** Start Records for the task **

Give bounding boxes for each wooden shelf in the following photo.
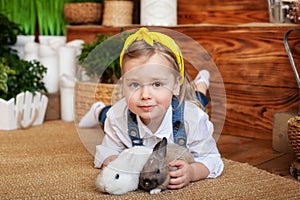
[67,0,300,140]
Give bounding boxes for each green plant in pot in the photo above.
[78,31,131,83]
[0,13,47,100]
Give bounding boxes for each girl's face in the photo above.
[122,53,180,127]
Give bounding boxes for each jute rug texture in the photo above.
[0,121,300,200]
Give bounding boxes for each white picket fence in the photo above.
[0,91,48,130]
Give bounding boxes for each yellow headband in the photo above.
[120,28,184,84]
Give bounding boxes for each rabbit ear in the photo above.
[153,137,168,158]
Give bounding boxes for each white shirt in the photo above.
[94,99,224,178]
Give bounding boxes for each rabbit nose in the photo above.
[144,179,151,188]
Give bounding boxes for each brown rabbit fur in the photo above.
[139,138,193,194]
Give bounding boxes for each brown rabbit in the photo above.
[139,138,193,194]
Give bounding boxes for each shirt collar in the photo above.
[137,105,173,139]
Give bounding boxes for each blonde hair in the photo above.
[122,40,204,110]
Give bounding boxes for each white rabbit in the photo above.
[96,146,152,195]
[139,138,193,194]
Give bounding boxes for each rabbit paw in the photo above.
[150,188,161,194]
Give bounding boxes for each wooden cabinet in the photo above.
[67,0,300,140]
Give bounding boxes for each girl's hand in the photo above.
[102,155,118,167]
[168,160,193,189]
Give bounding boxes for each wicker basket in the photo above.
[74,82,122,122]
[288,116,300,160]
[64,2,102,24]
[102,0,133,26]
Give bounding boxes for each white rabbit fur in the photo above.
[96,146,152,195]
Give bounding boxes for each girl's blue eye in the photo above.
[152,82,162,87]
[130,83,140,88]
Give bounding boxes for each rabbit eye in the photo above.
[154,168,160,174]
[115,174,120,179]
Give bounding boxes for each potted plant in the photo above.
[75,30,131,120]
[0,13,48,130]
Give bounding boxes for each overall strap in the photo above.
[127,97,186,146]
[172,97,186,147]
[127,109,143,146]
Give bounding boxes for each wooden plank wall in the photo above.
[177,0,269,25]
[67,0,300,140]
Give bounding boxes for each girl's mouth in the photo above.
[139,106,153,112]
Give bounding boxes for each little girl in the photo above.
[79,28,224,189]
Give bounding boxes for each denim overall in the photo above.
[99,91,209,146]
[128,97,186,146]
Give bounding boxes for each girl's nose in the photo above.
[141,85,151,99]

** End Records for the task **
** Start Records for the task **

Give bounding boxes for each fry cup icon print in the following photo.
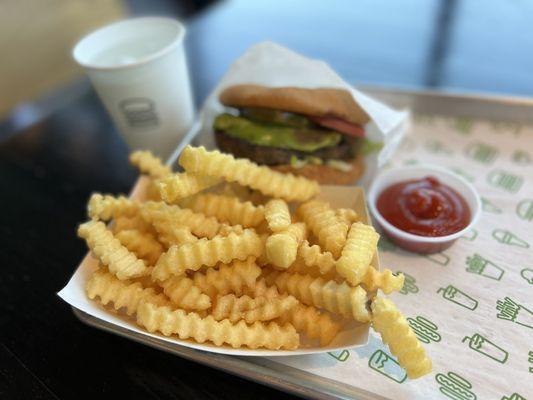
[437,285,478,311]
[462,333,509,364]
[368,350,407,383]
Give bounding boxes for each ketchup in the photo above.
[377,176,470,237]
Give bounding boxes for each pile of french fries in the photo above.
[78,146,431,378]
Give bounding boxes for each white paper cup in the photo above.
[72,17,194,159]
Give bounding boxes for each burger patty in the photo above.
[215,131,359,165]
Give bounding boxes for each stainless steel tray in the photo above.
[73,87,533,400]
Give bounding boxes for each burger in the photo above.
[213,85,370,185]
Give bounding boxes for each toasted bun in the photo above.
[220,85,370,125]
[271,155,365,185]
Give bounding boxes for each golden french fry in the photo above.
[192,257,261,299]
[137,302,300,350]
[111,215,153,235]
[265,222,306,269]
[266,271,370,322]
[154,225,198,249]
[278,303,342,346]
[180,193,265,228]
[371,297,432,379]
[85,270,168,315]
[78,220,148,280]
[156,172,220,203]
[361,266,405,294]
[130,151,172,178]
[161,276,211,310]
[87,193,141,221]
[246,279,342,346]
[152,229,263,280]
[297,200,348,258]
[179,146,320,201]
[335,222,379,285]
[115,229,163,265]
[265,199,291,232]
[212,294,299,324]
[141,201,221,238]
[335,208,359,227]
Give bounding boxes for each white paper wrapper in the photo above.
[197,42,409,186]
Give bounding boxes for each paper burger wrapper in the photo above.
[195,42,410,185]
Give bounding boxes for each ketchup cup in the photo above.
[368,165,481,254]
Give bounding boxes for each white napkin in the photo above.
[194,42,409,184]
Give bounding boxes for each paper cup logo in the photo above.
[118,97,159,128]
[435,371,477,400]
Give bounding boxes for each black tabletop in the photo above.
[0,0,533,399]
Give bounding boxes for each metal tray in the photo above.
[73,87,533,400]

** End Records for the task **

Please rewrite the lines between the one holding "Give bounding boxes for each white rabbit fur" and the one holding "[141,85,151,99]", inclusive, substituting "child's" for "girl's" and keeping everything else the same.

Give bounding boxes for each white rabbit fur in the photo above.
[96,146,152,195]
Give bounding boxes for each child's blue eye in the photo above.
[152,82,162,87]
[130,83,140,88]
Give bounding boxes for each rabbit eye in the photo above.
[154,168,160,174]
[115,174,120,179]
Give bounding boxes for each potted plant in the photo above.
[75,30,131,120]
[0,13,48,130]
Give bounding boxes for each overall strap in the photo above.
[127,97,186,146]
[172,97,186,147]
[127,109,143,146]
Give bounding boxes for each wooden plank wall in the photo above.
[177,0,269,25]
[67,0,300,140]
Give bounding boxes for each child's mouth in the photo above.
[139,106,153,112]
Give bounding boxes for each little girl in the photo above.
[79,28,224,189]
Give bounding boxes for each denim overall in the photo above.
[99,91,209,146]
[128,97,186,146]
Give bounding boxes for each child's nose in the photo above.
[141,85,151,99]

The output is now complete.